▶ [TRECHO PARA ANÁLISE]
⁂

Como a maioria das grandes potências comerciais, a China utiliza empréstimos e projetos de infraestrutura para ganhar influência e acesso a novos mercados. O país também tem um histórico de utilização do cacau como garantia em acordos de infraestrutura para garantir os reembolsos. É provável que sua participação de 40 mil toneladas de cacau por ano das novas fábricas de processamento na Costa do Marfim seja exigida como garantia de empréstimo. A China reivindicou uma quantidade semelhante de cacau de Gana como garantia contra um empréstimo para a construção da represa de Bui, que ocorreu de 2006 a 2013.  

Os empréstimos da China também são normalmente vinculados ao uso de bens e serviços chineses. Por exemplo, a empresa China Light Industry Design Engineering Company (subsidiária da China Haisum Engineering) foi escolhida para construir as fábricas de processamento e os armazéns. De acordo com a revista “Africa Intelligence”, os produtores de cacau Costa do Marfim reclamaram das condições do contrato com a empresa chinesa, sobretudo devido à falta de acesso ao canteiro de obras, pedindo participação de empresas locais. Assim solicitaram a intervenção do presidente Alassane Ouattara.

⁂

[Entradas de dados armazenados]
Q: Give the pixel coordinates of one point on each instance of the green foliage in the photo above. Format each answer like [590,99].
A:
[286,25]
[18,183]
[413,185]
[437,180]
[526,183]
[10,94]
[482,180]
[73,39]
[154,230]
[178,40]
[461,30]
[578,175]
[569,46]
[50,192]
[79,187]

⁂

▶ [EXPLORAR O MATERIAL]
(A) No trecho sobre o cacau e os empréstimos chineses, qual empresa foi escolhida para construir as fábricas de processamento e os armazéns?
(B) Estenda, por favor, o trecho sobre o cacau e os empréstimos chineses, continuando a partir da última frase.
Não é preciso consultar o material.

▶ [RESPOSTAS NUMERADAS]
(A) A China Light Industry Design Engineering Company, subsidiária da China Haisum Engineering.

(B)
Mais concorrência 

Se a estratégia de Gana e Costa do Marfim vingar, grandes processadores de matéria-prima como Barry Callebaut terão mais concorrência. A multinacional suíça investiu bastante nos últimos anos na China, especialmente em marketing, para desenvolver um mercado consumidor de chocolate. Também investiu na construção de uma fábrica local e abertura de um escritório de vendas em Suzhou, bem como três escritórios e até mesmo três “Escolas do Chocolate” (onde mais de cinco mil chineses foram treinados na fabricação do doce) em Xangai, Pequim e Shenzhen. Questionados pela SWI swissinfo.ch, o porta-voz da Barry Callebaut se absteve de comentar o impacto do desenvolvimento no setor sobre seus negócios.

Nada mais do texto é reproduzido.